→ Given passage:
Caps bounce back with rout of Bruins

The Capitals set an unrealistic goal this season – going the entire season without back-to-back losses -- and so far they’ve met it.

The Caps followed a sloppy 5-2 loss in Manhattan on Tuesday night with a hard-fought and much cleaner 4-1 win over the Boston Bruins Thursday night at Verizon Center, improving their record to 9-3-0 overall and 4-0-0 following losses.  

“You’re able to climb the standings when you do that,” said Caps fourth-line left wing Brooks Laich, whose first goal of the season early in the second period stood up as the game-winner.

“You can’t lose two or three in a row. You get passed by a couple teams. I think if you win two out of three every week you end up with the Presidents’ Trophy.”

(In case you’re wondering, the longest the Caps have ever gone without consecutive losses was back in the 2007-08 season when they went 47 games without back-to-back defeats. That team erased a 6-14-1 start to reach the playoffs for the first time with Alex Ovechkin).  

On Thursday night, the Caps’ ninth win in 12 games moved them past the New York Islanders and into a first-place tie with the New York Rangers (7-2-2) atop the Metro Division standings. They have now beaten the Bruins in four straight meetings dating back to last season and Braden Holtby, who struggled in Tuesday night’s loss in New York, has allowed just one goal to the Bruins in those four wins.

→ Supplied material:
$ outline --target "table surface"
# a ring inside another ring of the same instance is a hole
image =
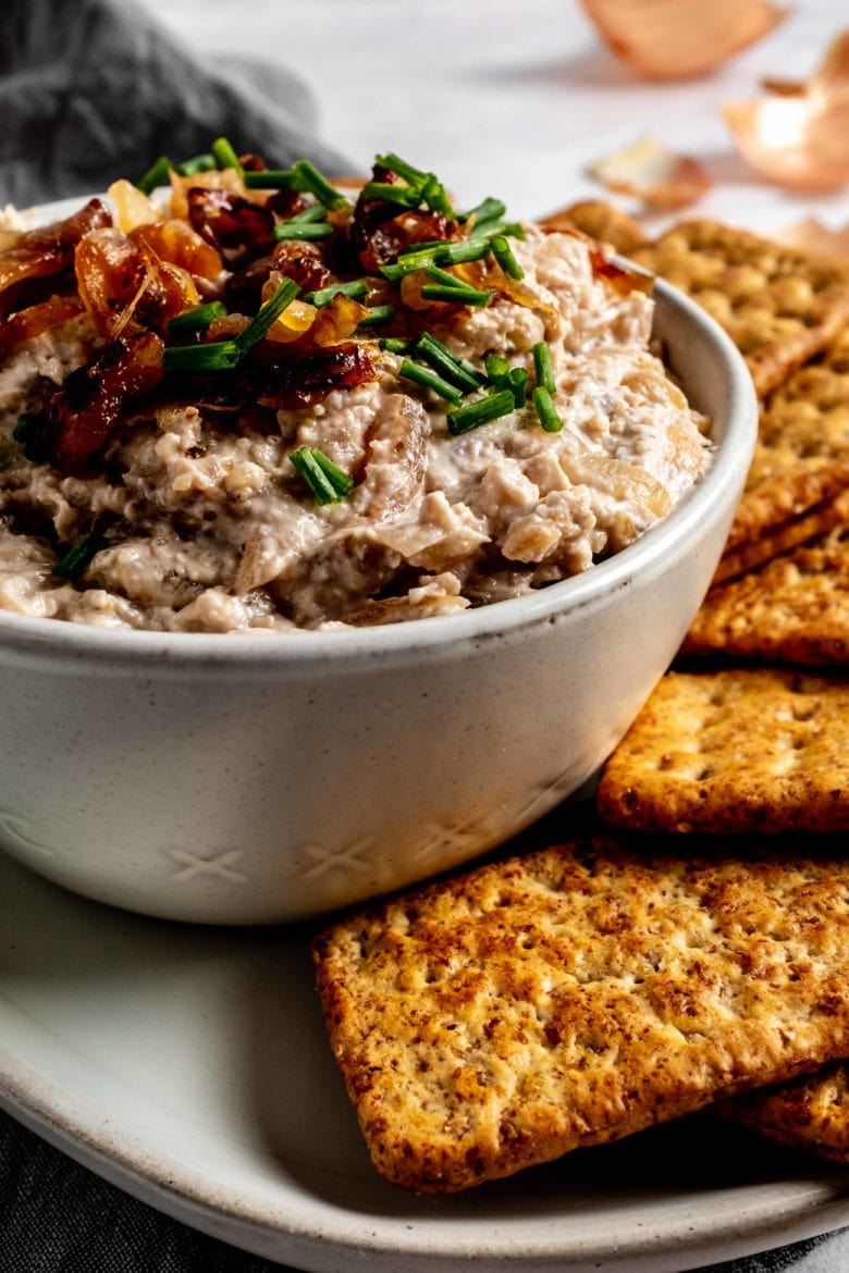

→ Brief 1:
Please translate this sentence from the Caps article into Spanish: "You can't lose two or three in a row."
→ Brief 2:
Reproduce the part of the Caps article that opens with the words containing "The Caps followed" and closes with "4-0-0 following losses.".

→ Exercise solution 1:
No puedes perder dos o tres seguidos.

→ Exercise solution 2:
The Caps followed a sloppy 5-2 loss in Manhattan on Tuesday night with a hard-fought and much cleaner 4-1 win over the Boston Bruins Thursday night at Verizon Center, improving their record to 9-3-0 overall and 4-0-0 following losses.